__Given data__.
#####

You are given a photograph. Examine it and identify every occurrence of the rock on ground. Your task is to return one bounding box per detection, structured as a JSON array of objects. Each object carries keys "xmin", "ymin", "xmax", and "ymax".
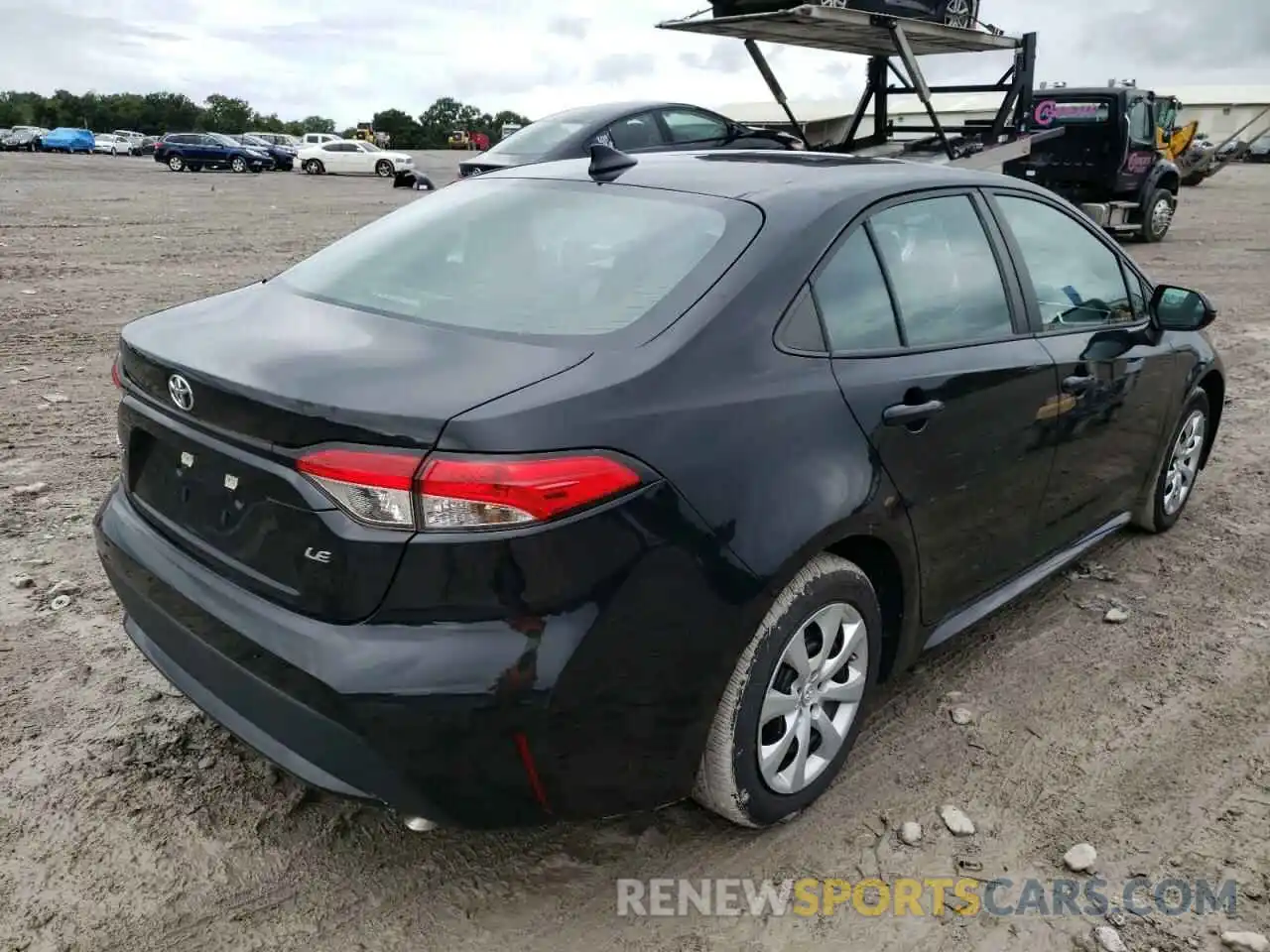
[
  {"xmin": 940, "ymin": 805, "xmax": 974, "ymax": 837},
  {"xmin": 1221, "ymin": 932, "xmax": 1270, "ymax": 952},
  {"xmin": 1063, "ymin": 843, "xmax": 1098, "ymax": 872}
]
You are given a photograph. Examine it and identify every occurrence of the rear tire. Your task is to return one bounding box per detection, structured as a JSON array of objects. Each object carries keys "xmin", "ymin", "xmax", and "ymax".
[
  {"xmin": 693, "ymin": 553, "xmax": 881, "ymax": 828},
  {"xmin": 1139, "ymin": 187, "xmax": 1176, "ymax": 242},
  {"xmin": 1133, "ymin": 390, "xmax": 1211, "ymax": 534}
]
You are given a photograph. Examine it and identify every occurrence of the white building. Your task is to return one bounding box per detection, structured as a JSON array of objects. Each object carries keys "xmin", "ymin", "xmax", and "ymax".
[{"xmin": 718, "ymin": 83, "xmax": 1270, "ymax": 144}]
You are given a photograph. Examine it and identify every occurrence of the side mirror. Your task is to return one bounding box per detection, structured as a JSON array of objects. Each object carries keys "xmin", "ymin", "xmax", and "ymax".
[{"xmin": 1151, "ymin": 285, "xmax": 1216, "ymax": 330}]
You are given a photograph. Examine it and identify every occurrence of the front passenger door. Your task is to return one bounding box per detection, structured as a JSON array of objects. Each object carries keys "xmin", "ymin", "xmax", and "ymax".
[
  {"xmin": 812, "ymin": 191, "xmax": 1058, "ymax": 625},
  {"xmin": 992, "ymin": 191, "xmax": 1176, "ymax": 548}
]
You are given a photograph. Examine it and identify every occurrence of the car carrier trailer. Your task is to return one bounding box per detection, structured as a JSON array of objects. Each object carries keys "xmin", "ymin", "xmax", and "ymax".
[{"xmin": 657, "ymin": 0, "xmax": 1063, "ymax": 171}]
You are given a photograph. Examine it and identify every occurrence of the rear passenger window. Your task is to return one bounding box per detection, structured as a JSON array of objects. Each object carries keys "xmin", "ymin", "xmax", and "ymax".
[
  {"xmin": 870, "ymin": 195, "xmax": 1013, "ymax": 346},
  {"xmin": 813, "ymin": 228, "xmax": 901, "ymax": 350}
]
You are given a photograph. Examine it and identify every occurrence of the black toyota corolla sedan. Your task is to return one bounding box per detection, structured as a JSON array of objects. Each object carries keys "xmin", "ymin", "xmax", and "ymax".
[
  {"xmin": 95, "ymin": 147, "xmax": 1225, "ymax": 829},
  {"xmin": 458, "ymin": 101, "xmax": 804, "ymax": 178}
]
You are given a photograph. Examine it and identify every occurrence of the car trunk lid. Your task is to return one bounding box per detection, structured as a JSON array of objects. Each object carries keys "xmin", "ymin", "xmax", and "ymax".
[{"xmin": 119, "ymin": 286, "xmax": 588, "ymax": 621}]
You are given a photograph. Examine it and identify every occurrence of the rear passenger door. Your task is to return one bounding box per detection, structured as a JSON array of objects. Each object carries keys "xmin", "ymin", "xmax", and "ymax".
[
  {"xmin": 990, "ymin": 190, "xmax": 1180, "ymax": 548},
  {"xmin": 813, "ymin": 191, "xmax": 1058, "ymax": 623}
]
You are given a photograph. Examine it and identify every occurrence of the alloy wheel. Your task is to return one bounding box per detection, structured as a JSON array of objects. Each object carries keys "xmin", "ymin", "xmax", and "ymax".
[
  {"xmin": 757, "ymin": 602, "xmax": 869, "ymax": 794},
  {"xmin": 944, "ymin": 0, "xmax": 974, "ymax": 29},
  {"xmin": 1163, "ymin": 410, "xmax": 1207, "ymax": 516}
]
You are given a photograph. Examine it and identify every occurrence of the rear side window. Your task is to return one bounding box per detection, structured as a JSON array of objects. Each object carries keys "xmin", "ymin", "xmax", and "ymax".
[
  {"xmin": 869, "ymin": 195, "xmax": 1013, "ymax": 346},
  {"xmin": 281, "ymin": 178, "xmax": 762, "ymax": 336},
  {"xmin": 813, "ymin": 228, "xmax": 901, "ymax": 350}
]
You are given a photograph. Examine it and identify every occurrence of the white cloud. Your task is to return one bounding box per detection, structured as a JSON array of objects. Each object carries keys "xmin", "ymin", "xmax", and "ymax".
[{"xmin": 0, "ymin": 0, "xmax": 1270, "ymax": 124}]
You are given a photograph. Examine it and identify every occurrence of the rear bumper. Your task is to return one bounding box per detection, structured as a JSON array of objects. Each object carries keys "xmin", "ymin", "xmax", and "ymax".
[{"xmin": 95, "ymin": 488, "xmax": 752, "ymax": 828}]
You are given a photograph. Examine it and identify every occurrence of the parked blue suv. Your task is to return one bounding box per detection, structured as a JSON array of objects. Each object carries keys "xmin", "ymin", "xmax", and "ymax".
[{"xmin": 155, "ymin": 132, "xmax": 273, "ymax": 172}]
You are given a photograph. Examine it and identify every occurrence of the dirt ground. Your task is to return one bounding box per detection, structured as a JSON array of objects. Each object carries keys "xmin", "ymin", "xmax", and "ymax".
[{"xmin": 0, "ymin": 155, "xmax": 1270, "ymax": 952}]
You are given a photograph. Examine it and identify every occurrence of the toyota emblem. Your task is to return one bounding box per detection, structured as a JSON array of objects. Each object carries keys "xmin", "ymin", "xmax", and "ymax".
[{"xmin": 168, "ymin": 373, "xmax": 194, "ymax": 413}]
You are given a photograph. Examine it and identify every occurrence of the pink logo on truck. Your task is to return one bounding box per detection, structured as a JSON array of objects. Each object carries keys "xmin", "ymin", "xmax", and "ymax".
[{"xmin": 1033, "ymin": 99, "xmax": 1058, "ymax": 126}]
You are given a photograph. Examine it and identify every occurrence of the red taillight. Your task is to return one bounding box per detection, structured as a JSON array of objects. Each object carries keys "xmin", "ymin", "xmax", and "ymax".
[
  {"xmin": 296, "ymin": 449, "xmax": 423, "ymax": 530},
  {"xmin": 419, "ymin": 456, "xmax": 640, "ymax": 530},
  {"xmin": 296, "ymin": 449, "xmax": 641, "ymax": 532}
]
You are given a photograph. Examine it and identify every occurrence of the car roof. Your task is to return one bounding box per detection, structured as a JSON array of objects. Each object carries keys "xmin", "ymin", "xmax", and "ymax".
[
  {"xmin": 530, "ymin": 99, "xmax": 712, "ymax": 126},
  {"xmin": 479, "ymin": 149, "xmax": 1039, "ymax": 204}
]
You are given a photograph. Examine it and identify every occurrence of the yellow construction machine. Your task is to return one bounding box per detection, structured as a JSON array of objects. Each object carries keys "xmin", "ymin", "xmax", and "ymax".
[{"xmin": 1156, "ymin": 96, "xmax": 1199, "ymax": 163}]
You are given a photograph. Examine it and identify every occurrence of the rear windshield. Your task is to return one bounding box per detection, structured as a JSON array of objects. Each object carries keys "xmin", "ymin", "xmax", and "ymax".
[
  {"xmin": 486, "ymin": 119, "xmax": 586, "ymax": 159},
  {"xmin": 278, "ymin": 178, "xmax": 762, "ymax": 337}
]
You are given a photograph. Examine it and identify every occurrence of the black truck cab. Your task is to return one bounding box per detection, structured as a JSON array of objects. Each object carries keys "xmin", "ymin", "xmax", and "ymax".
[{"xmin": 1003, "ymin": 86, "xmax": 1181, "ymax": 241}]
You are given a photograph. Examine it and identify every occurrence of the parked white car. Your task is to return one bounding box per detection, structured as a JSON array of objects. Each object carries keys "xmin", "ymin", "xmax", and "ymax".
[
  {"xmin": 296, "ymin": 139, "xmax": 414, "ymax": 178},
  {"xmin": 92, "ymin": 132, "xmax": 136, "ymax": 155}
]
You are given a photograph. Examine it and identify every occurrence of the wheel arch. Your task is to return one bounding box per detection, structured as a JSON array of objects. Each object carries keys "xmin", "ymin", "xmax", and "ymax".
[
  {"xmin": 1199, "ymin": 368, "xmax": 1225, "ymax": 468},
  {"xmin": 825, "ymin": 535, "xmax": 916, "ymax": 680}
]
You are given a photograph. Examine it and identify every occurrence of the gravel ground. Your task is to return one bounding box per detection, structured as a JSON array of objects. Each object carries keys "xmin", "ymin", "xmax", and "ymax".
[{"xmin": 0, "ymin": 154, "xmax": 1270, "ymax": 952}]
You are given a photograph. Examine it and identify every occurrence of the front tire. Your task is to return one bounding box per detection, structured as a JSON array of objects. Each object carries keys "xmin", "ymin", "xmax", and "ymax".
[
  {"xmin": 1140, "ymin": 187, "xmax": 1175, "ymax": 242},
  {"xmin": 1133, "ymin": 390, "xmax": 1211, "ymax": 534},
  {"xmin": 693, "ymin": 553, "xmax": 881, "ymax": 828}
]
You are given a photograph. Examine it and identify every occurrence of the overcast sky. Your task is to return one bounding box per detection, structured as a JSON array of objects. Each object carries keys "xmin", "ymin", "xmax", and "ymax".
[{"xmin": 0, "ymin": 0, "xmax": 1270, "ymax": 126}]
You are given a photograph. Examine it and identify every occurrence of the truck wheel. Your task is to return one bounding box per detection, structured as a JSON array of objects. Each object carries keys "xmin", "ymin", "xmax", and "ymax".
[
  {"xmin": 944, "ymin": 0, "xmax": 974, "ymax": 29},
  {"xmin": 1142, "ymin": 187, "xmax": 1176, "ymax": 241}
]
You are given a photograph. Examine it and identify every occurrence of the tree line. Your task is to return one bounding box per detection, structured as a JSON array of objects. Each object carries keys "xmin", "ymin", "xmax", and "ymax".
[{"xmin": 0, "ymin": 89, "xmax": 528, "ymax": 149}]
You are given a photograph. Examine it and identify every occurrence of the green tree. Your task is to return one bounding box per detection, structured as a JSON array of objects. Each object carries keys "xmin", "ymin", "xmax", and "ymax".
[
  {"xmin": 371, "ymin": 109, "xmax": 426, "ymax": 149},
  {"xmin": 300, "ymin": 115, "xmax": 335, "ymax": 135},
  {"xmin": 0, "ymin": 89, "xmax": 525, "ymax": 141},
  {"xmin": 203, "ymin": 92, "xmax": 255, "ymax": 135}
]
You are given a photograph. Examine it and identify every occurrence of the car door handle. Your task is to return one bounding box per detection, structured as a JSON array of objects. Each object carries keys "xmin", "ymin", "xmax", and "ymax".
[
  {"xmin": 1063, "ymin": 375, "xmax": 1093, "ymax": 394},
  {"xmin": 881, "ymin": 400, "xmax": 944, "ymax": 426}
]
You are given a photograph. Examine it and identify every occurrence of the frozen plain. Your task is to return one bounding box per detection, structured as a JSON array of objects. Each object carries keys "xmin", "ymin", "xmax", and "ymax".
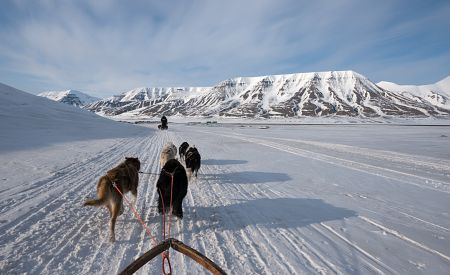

#####

__Problem__. Nothing but the lines from the line containing "the car door" through the last line of the material may be output, and they must be copied exactly, without pictures.

__Answer to this exercise__.
You are given a photograph. Examine it and identify every occurrence of the car door handle. Your task is to return one bounding box per detection, structured as a JSON array of objects. Each object carries keys "xmin", "ymin", "xmax", and "ymax".
[
  {"xmin": 1063, "ymin": 375, "xmax": 1093, "ymax": 394},
  {"xmin": 881, "ymin": 400, "xmax": 944, "ymax": 426}
]
You are given a photograph. Examine it and identify every occurrence of the frozen plain. Your task is to return one bounding box per detection, structured as a JSON array of objects. Each object carries keys "xmin", "ymin", "xmax", and "ymax".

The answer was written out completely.